# Picture shape labeling items:

════════════════

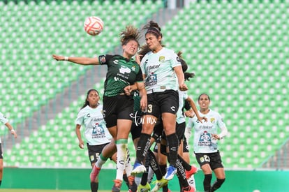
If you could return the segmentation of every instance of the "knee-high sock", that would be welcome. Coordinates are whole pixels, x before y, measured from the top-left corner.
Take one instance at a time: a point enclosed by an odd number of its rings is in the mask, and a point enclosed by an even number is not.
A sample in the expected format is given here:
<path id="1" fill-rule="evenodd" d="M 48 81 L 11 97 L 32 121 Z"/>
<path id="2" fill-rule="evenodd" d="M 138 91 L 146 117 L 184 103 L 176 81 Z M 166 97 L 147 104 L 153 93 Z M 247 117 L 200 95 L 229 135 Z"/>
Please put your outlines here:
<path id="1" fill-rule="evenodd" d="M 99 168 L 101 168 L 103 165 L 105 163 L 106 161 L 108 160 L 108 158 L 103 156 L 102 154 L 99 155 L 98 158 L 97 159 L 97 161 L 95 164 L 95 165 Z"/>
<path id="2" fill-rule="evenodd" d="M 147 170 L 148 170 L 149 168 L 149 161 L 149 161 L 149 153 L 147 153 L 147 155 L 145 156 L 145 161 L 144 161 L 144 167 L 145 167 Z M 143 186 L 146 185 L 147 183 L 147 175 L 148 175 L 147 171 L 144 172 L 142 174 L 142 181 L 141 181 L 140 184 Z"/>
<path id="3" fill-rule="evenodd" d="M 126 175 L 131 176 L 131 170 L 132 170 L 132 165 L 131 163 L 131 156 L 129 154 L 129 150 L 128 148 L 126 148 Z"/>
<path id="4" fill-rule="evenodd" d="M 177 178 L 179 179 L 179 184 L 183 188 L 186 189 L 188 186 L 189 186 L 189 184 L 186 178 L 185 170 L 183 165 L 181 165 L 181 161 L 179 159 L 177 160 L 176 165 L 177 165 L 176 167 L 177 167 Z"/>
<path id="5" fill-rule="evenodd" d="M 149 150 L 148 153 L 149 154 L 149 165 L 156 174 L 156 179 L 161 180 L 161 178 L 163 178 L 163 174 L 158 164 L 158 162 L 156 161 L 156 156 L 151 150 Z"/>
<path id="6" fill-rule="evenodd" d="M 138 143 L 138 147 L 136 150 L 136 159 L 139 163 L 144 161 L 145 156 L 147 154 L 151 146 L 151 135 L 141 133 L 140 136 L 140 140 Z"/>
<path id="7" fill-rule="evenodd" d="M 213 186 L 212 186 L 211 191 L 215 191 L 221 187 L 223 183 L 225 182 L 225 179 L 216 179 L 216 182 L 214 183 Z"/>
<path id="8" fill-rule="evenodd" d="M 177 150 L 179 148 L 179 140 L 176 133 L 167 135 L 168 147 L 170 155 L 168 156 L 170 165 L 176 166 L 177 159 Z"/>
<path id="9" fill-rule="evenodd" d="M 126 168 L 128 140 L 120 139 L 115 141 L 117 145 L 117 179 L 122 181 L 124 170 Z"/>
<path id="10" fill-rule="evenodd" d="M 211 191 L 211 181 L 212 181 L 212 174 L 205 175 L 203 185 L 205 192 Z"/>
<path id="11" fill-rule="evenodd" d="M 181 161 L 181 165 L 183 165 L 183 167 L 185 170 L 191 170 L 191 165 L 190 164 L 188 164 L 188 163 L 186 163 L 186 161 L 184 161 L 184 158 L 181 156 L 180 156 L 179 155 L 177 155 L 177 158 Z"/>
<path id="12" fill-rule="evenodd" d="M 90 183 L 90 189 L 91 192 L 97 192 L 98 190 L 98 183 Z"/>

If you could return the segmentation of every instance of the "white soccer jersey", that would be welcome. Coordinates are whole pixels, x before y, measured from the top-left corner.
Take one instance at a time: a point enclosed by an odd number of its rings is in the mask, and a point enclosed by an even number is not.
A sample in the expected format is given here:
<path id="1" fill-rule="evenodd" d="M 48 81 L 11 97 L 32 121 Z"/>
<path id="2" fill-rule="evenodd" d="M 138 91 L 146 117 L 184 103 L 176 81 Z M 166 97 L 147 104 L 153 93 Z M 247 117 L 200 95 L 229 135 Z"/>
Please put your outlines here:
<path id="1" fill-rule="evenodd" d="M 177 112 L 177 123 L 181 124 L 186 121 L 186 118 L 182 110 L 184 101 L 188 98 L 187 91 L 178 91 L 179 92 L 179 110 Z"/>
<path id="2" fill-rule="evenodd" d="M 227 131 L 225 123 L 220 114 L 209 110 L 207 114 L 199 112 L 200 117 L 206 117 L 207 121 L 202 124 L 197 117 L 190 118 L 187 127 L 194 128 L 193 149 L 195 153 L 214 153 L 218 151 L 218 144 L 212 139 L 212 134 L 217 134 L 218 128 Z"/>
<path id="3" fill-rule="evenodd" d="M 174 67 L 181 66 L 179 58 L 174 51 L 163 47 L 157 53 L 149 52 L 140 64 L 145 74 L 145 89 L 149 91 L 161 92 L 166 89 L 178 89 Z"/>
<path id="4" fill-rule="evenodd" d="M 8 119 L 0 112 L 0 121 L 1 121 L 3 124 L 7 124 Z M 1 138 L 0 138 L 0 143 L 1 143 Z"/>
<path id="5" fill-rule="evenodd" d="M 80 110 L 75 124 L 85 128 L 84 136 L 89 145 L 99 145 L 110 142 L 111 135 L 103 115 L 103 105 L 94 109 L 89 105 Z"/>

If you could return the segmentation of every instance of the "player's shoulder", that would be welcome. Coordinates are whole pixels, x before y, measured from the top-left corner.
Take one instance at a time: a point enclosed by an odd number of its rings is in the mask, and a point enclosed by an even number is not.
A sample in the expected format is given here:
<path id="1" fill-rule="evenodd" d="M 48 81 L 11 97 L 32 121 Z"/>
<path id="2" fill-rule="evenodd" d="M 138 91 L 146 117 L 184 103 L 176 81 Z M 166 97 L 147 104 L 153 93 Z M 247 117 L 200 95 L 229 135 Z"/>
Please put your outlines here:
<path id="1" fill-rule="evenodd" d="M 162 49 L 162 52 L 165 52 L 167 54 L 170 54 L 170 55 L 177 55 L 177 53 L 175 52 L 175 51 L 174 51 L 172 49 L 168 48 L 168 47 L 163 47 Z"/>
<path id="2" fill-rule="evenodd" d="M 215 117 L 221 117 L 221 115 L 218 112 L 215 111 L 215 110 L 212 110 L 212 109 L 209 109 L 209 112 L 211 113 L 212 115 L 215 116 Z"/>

════════════════

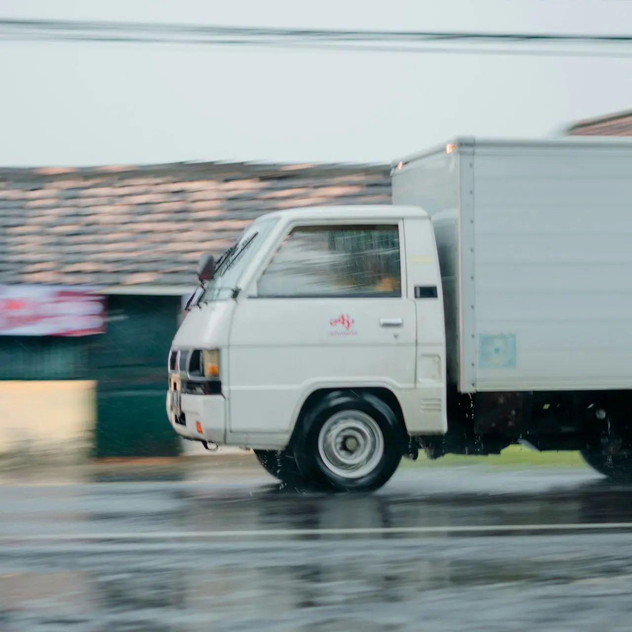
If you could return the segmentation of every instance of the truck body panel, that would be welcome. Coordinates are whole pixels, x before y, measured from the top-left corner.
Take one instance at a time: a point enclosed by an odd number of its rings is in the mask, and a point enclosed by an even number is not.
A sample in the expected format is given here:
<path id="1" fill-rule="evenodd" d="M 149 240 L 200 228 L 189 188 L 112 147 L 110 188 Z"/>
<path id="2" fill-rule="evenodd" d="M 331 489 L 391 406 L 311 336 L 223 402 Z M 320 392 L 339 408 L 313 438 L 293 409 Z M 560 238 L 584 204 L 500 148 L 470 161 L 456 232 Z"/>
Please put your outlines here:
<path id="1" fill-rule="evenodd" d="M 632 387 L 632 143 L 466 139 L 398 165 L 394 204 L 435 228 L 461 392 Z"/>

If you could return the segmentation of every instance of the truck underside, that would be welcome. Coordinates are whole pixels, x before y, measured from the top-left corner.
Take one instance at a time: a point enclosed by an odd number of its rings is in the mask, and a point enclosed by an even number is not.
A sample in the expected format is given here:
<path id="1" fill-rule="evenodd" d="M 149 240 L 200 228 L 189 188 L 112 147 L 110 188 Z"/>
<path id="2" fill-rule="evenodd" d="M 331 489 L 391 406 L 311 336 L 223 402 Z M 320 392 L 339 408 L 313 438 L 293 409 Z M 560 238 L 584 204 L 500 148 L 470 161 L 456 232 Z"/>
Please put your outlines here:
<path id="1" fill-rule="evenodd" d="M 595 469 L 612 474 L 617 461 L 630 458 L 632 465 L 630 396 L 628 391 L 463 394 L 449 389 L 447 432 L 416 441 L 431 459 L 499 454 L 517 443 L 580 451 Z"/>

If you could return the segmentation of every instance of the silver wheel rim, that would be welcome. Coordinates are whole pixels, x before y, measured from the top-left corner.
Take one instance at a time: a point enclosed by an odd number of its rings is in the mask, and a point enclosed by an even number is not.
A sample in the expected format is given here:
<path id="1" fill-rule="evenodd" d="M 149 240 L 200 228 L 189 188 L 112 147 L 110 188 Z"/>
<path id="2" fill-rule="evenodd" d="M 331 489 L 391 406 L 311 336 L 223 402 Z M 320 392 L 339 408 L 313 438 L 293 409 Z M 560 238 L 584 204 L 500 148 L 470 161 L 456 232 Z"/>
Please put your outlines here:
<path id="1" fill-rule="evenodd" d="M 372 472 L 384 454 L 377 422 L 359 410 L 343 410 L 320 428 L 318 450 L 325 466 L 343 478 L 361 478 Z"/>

════════════════

# Set task:
Copy out word for word the lines of the listing starting at the line that contains "truck underside, that" and ending at the line that contains "595 469 L 612", including both of those lines.

# Output of the exercise:
If you could return the segmentation of every instance of the truck underside, that would be welcome. Coordinates are whole pixels, x before y, measured from the top-left corner.
Take one instance at a time: a point enclosed by an odd number of its rings is in the mask, and a point enclosed by an even number is not.
A sample in the expected format is given here:
<path id="1" fill-rule="evenodd" d="M 149 240 L 200 228 L 189 188 L 112 147 L 110 188 Z"/>
<path id="2" fill-rule="evenodd" d="M 331 489 L 391 406 L 311 336 L 223 402 Z M 320 392 L 339 408 L 313 438 L 293 409 Z M 560 238 L 584 204 L 500 148 L 470 161 L 456 232 Z"/>
Please put your outlines here:
<path id="1" fill-rule="evenodd" d="M 595 469 L 612 474 L 617 461 L 630 458 L 632 465 L 630 396 L 628 391 L 463 394 L 449 389 L 447 432 L 416 441 L 431 459 L 499 454 L 517 443 L 580 451 Z"/>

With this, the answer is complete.